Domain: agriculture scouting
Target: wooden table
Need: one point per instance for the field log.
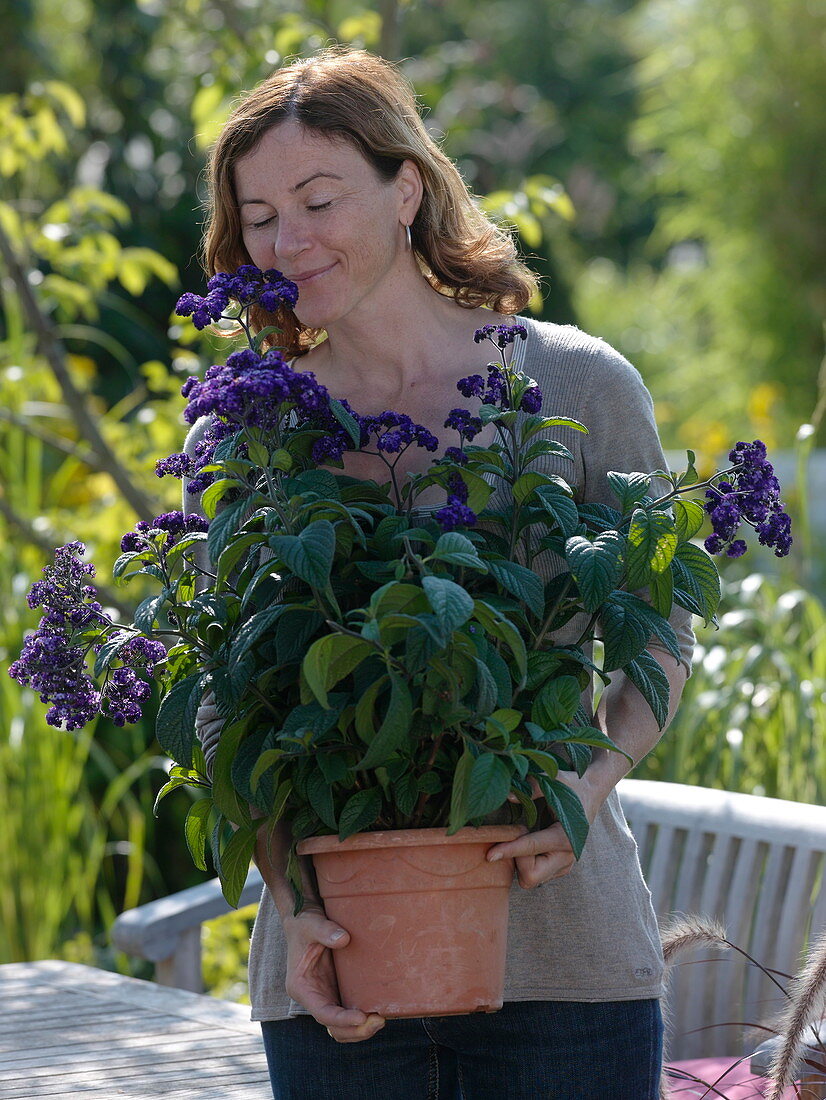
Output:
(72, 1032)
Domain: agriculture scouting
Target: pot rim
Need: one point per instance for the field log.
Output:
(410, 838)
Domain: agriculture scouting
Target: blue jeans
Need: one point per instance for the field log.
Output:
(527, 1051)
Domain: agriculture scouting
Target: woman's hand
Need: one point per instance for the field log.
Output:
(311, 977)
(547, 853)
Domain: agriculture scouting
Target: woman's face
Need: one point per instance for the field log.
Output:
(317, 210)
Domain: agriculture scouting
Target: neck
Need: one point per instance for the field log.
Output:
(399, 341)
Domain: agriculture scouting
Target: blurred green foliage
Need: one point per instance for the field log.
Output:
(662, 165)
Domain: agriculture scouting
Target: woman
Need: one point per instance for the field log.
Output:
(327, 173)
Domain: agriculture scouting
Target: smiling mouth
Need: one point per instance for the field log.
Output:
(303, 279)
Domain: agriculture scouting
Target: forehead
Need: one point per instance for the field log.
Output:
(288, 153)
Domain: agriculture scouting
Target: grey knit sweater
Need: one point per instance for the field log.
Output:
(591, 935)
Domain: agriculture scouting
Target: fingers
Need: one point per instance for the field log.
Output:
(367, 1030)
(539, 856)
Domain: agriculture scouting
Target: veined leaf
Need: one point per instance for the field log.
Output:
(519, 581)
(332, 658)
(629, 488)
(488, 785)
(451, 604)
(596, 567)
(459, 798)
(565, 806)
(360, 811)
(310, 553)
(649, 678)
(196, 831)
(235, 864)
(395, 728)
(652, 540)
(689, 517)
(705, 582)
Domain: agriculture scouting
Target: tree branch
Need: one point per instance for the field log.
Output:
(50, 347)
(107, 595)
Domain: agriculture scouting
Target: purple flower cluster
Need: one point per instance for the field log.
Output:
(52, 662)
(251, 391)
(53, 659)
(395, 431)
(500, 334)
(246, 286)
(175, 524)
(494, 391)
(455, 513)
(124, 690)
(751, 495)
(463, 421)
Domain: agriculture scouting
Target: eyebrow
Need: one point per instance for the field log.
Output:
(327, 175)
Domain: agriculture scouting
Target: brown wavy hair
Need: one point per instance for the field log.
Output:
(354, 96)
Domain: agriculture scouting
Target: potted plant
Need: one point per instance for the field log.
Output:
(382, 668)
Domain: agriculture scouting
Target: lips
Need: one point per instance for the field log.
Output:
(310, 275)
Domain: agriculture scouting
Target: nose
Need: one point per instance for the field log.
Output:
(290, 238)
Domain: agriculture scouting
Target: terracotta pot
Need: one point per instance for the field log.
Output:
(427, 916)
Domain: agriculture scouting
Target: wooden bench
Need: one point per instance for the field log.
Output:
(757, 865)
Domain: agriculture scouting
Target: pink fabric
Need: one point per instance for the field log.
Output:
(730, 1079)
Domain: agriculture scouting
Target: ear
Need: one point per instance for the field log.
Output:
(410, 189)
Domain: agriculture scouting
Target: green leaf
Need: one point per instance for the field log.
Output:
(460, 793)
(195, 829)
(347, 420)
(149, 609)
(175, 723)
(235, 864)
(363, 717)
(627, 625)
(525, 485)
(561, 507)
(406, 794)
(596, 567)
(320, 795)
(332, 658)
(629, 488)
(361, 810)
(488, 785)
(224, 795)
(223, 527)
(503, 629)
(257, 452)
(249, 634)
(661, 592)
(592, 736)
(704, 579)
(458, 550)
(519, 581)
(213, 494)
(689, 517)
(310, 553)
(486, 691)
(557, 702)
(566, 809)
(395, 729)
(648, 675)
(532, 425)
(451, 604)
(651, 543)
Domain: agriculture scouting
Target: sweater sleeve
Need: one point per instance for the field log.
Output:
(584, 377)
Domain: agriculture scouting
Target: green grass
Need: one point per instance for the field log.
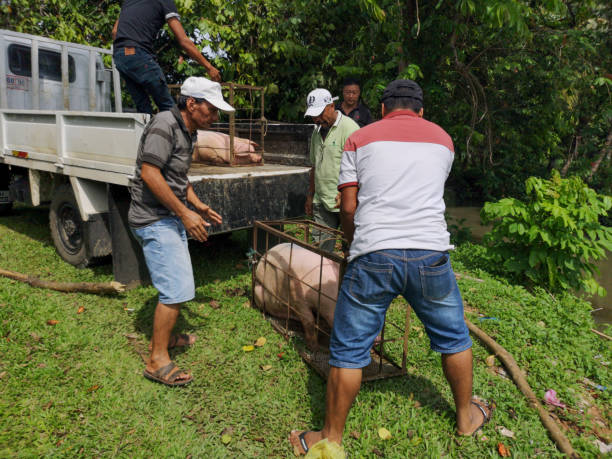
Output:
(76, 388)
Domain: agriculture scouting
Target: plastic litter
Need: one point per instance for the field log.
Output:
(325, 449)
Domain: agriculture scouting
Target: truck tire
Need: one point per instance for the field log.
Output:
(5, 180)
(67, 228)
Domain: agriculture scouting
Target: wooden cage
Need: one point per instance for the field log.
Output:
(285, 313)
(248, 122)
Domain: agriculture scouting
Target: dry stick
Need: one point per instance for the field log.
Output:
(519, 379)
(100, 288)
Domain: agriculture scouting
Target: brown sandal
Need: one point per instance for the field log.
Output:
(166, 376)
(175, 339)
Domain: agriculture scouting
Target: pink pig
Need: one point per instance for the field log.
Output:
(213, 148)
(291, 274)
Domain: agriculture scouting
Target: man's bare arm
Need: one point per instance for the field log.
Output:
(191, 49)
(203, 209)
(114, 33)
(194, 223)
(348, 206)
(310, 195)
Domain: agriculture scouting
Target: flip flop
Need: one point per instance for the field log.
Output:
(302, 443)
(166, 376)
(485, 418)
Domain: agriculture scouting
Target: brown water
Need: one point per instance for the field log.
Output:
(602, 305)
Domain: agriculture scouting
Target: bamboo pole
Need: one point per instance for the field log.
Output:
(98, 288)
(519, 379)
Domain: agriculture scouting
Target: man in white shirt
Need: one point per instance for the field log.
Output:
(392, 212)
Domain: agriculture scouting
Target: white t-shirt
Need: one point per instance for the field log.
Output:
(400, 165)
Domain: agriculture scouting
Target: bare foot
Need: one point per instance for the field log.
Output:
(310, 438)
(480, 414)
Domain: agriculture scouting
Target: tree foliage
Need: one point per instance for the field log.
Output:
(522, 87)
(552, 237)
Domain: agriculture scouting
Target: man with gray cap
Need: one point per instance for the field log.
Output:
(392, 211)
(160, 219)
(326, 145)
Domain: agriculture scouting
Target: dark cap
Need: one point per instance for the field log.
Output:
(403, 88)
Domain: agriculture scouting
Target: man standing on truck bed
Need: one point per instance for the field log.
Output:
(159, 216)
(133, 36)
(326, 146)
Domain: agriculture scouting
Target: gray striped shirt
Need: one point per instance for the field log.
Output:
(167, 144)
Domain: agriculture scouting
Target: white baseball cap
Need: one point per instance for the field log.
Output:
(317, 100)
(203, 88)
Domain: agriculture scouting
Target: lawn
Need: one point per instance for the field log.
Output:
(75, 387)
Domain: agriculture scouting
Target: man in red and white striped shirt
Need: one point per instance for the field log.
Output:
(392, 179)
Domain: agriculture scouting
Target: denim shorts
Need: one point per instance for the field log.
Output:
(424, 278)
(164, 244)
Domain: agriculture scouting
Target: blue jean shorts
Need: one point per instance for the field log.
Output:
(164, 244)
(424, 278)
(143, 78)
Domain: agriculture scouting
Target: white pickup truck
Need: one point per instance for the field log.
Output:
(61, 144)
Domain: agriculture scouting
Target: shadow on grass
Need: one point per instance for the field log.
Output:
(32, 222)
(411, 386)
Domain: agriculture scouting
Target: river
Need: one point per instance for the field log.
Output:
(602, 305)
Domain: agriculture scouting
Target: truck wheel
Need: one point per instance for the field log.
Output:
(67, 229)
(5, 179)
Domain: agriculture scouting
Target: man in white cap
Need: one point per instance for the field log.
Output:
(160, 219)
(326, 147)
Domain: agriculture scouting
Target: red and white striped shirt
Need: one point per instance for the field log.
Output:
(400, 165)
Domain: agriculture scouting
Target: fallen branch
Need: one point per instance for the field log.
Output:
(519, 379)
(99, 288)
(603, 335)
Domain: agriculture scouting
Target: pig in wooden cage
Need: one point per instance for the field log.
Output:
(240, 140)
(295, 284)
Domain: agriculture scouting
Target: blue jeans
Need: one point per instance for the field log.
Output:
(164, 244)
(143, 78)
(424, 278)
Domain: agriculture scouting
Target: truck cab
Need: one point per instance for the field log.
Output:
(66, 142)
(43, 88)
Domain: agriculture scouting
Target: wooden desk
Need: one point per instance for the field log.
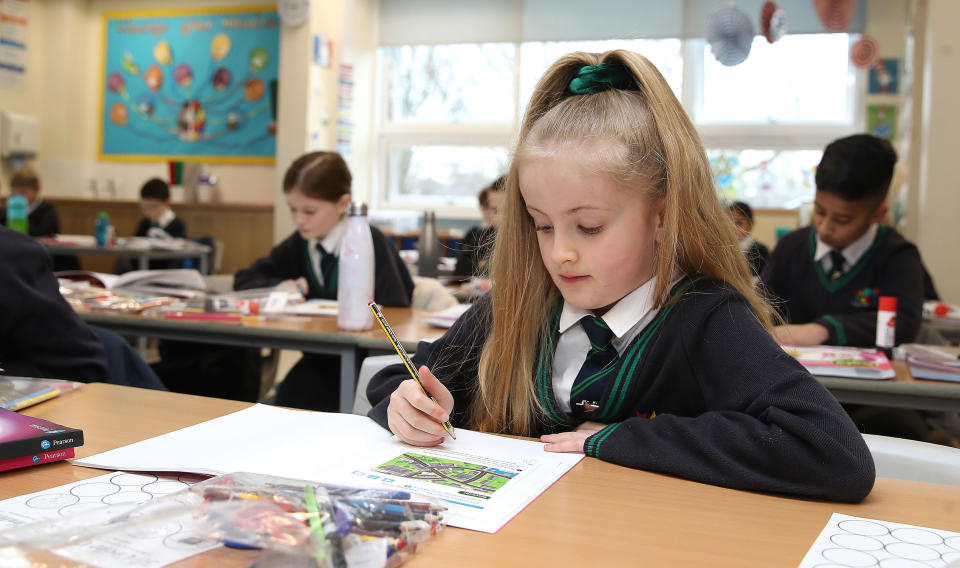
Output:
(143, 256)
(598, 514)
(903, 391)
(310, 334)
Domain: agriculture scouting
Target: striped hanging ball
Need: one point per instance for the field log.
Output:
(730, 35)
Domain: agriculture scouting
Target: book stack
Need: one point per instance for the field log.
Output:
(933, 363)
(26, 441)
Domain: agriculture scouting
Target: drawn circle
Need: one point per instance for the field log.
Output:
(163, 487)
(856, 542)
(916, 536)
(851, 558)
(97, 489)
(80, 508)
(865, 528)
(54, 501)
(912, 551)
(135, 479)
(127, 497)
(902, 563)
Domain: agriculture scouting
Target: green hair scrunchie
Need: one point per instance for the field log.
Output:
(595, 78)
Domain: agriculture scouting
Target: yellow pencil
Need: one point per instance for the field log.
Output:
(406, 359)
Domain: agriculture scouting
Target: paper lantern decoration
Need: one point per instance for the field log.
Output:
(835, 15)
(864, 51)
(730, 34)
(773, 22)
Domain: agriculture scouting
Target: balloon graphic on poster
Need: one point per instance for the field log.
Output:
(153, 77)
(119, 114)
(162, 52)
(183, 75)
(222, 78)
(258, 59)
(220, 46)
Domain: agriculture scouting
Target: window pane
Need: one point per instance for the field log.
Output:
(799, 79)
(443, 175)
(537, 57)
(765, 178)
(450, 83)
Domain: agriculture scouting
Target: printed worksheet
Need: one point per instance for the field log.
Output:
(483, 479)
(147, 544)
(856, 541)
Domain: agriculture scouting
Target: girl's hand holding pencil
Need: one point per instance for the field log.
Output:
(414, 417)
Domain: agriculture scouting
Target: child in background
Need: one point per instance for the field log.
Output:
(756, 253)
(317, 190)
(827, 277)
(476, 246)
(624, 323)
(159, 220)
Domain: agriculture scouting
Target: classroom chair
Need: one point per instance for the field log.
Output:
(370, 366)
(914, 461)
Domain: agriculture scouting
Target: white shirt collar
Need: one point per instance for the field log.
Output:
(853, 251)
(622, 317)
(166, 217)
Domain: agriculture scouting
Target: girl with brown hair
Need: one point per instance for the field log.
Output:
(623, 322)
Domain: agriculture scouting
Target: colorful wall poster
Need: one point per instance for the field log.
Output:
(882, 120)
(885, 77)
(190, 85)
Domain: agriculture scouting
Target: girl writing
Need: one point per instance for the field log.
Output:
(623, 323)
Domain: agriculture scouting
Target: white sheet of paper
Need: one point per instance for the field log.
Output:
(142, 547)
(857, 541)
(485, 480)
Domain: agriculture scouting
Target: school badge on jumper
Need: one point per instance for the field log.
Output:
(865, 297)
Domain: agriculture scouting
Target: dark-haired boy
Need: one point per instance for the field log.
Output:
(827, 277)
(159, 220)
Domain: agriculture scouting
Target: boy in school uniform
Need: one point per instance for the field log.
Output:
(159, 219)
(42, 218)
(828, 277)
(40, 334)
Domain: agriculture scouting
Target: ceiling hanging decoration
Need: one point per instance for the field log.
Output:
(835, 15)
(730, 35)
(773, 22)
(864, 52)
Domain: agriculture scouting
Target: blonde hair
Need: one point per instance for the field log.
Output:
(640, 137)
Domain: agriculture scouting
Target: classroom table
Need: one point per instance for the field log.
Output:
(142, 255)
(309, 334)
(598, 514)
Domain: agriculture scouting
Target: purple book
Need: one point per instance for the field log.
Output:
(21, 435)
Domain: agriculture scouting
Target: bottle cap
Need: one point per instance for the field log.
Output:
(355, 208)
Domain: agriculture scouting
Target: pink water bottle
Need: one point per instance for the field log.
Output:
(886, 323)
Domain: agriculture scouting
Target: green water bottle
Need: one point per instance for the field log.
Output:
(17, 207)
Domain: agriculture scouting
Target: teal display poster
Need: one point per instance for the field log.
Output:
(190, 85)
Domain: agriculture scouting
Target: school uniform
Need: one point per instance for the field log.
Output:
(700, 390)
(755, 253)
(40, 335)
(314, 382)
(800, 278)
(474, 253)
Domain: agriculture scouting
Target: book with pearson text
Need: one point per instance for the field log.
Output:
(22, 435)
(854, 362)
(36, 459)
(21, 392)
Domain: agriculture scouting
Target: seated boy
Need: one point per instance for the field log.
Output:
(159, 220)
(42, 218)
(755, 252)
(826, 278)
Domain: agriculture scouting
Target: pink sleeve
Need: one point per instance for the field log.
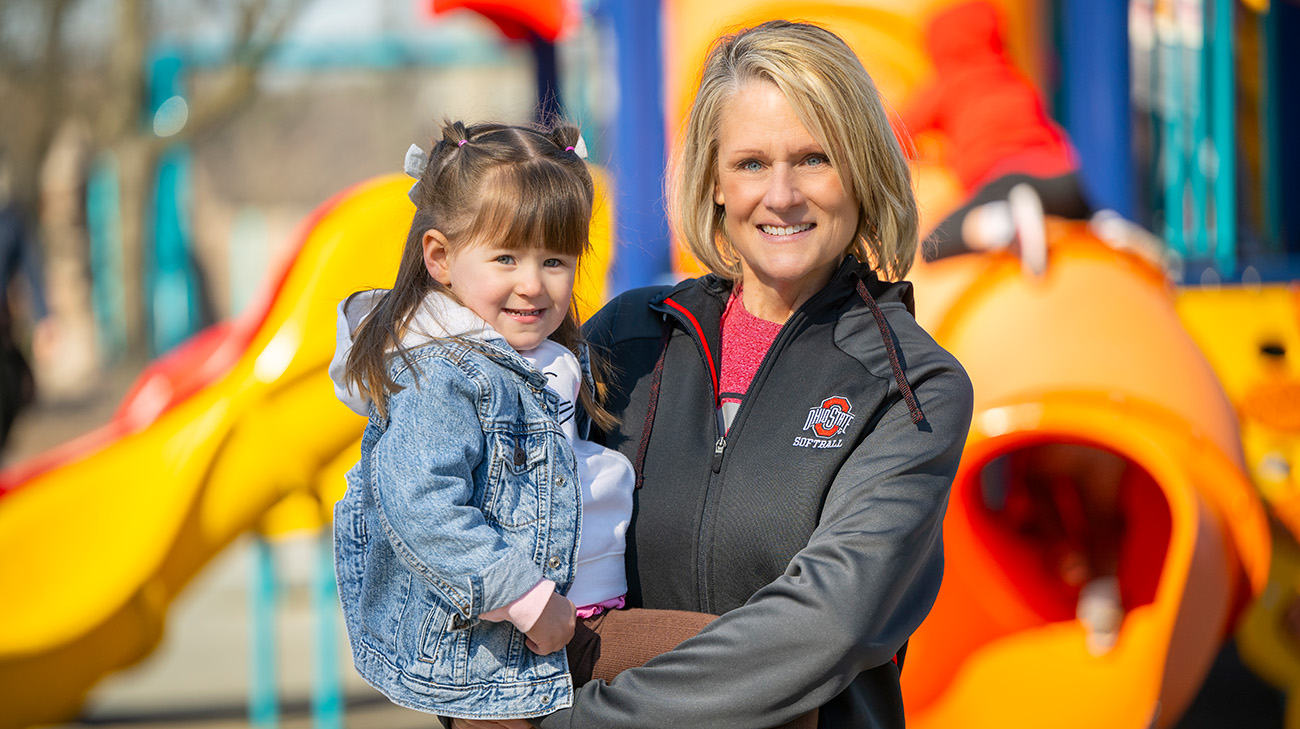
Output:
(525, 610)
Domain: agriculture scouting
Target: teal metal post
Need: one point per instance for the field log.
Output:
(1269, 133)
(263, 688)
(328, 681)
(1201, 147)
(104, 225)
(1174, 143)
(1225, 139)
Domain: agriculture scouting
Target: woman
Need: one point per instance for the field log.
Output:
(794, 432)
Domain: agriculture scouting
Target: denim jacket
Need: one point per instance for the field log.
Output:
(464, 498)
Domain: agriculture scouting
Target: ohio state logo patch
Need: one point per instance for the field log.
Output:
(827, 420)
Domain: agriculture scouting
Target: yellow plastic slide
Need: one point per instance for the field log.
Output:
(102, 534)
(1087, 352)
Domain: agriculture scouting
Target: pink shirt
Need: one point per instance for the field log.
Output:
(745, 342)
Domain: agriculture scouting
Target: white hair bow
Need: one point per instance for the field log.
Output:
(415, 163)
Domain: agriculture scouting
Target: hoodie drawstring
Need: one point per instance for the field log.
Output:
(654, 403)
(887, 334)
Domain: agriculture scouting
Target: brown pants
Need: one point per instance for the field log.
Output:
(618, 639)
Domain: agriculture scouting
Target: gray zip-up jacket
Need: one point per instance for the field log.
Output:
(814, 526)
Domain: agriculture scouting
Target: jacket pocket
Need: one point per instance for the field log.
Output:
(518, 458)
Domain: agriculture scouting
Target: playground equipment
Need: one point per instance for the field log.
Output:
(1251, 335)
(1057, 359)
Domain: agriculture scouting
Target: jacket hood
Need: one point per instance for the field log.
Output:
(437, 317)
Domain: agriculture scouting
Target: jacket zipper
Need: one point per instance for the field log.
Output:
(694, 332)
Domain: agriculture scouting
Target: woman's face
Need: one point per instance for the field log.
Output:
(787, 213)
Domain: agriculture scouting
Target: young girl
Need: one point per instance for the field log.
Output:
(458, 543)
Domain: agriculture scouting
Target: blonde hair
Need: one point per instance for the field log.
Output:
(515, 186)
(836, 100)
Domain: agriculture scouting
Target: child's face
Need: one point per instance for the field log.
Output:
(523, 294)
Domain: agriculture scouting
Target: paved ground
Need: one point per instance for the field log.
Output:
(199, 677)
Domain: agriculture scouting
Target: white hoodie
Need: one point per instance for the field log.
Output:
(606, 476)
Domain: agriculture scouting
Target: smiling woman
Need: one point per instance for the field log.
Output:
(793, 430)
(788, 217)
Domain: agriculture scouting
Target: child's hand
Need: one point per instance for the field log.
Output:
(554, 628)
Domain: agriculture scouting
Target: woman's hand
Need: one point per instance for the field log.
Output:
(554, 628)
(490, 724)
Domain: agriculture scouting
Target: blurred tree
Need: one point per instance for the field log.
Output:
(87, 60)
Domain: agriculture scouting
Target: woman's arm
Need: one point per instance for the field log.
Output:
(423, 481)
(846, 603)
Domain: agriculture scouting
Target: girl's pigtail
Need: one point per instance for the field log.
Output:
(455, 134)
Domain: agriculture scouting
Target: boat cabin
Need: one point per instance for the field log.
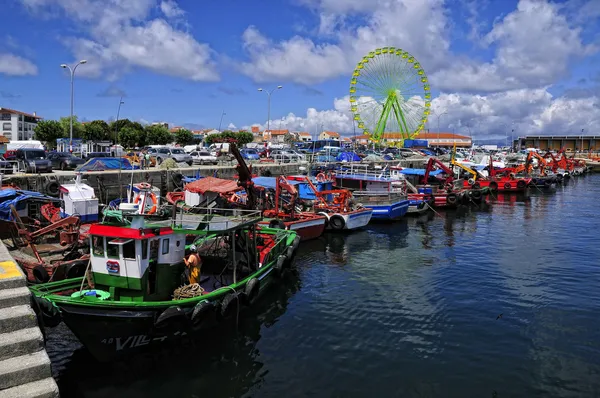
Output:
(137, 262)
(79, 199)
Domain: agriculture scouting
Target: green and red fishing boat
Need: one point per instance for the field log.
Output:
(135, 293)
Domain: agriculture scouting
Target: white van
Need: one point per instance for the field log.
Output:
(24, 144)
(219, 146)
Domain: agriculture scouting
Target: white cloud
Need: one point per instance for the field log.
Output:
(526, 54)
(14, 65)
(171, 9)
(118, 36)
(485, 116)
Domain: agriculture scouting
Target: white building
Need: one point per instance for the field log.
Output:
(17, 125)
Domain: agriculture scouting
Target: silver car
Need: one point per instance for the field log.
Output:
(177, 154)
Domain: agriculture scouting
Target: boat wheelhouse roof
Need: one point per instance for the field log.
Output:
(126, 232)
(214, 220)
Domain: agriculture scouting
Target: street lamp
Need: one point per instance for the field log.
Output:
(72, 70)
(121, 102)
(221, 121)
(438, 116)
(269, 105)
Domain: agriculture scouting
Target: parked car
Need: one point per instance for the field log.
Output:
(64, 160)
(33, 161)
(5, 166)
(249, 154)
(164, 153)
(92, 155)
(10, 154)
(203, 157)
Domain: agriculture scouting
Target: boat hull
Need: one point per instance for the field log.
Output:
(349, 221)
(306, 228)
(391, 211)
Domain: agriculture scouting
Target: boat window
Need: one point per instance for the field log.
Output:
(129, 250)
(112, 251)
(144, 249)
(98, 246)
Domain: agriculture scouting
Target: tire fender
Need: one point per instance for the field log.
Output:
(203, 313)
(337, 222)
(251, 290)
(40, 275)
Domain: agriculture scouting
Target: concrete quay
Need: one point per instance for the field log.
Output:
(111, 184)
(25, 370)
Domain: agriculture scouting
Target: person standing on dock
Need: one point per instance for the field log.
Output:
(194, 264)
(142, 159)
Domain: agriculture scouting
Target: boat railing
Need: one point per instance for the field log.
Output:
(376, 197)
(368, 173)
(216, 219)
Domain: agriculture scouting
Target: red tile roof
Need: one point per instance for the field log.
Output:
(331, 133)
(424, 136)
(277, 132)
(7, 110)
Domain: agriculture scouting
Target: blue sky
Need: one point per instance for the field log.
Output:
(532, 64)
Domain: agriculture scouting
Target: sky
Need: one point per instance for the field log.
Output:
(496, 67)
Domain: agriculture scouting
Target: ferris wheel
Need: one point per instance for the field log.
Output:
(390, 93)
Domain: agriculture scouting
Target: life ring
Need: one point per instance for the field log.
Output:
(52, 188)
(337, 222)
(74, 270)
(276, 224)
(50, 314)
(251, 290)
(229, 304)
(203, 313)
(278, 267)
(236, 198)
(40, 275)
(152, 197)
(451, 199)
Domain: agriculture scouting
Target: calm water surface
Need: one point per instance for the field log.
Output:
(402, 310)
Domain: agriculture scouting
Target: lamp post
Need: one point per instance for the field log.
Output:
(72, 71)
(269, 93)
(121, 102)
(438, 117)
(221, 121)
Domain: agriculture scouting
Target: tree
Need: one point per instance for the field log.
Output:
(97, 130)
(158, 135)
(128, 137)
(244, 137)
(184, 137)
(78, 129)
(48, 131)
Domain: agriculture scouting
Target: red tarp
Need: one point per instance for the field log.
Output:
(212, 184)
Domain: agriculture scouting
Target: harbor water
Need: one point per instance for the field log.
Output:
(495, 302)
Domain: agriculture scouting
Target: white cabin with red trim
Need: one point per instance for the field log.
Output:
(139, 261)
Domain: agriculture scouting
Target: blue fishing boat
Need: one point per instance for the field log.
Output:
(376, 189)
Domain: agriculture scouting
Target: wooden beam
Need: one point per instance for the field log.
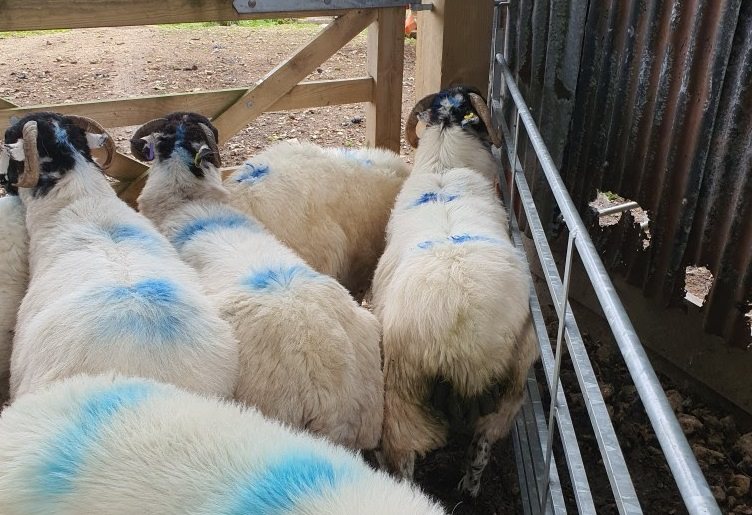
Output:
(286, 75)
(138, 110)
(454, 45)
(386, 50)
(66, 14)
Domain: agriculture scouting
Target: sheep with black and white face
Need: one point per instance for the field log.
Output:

- **ABOUT THIS TASK**
Gather up every line from the listing above in which the word "standing" occurs.

- **COMPLETED EXERCISE**
Target: man standing on truck bed
Target: person standing on dock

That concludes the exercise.